• _YOUR OBJECTIVE_:
Reproduce verbatim the lines below, beginning at the line that contains "Tag each instance of the dark wing" and stopping after the line that contains "x=51, y=348".
[MATERIAL FOR THIS EXERCISE start]
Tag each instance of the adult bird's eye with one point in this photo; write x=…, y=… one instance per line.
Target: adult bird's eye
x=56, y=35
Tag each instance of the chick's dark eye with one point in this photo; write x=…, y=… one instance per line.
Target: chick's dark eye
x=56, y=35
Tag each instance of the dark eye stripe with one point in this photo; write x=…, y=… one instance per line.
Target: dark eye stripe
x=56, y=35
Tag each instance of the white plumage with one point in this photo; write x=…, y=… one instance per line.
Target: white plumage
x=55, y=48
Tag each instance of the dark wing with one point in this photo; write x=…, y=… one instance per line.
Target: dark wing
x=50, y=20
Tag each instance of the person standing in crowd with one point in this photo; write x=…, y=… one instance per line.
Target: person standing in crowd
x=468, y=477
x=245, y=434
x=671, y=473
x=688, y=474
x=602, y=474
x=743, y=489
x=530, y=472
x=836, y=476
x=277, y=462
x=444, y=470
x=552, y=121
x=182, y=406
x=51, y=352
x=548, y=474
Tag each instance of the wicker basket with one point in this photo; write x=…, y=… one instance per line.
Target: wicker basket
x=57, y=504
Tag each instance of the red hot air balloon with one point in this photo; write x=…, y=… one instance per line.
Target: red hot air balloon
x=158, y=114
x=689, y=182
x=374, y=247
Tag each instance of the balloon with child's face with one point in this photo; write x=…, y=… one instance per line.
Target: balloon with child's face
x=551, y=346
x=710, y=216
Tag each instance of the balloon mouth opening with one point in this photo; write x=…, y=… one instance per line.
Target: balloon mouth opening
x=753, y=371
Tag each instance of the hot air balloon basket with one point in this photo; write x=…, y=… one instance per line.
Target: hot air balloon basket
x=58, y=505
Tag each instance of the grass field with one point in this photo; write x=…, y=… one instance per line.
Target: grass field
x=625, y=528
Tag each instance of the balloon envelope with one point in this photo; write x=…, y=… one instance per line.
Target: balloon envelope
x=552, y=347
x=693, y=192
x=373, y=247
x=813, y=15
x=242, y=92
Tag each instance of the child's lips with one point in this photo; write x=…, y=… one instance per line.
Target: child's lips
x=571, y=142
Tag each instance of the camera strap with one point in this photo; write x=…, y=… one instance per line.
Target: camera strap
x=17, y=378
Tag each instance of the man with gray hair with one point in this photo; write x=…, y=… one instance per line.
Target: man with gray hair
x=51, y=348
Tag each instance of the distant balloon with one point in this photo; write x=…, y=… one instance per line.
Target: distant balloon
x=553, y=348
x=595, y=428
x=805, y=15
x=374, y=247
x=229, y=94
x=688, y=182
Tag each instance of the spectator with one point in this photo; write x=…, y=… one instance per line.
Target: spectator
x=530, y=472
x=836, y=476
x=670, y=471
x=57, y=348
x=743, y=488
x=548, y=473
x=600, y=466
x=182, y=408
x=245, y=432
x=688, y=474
[MATERIAL FOR THIS EXERCISE end]
• _TASK RESPONSE_:
Tag each instance of the dark wing with one point in this photo; write x=…, y=… one instance per line.
Target: dark wing
x=50, y=20
Tag each instance of the person standing in crowd with one point in this photo; write x=…, y=… one instance per line.
Target: person standing in crowd
x=468, y=477
x=245, y=434
x=671, y=473
x=688, y=474
x=602, y=474
x=743, y=489
x=530, y=472
x=836, y=476
x=277, y=462
x=444, y=470
x=552, y=121
x=182, y=406
x=51, y=352
x=548, y=474
Tag each instance of the wicker basket with one point in this photo; write x=…, y=… one instance per line.
Target: wicker basket
x=57, y=504
Tag each instance of the red hot air balloon with one point in this photo; write x=…, y=… one instance per line.
Target: red hot air balloon
x=158, y=114
x=689, y=182
x=374, y=247
Tag each instance of the balloon with child's face with one point in this photo; write x=…, y=… one instance per line.
Target: balloon with child's face
x=551, y=346
x=710, y=216
Tag each instance of the balloon mouth opening with one point in this photo; write x=…, y=… one instance per line.
Target: balloon mouth opening
x=753, y=371
Tag each instance of the hot air balloon basket with one point in this photo; write x=…, y=… one instance per line.
Target: hot air balloon basket
x=58, y=505
Tag each instance of the grass field with one point in this photo; write x=…, y=… one instance per line.
Target: grass field
x=625, y=528
Tag each instance of the balloon envelope with one point in this photo; write x=…, y=… one instance per line.
Target: balloon envelope
x=552, y=347
x=693, y=192
x=373, y=247
x=813, y=15
x=242, y=92
Tag each instance of the child's lips with one point in this photo; write x=…, y=… one instance per line.
Target: child's lips
x=571, y=142
Tag each instance of the camera strap with one point in this photo; write x=…, y=… one instance per line.
Target: camera strap
x=17, y=378
Tag each instance of the man with gray hair with one point in this photo; write x=…, y=… one instance per line.
Target: man with gray hair
x=51, y=348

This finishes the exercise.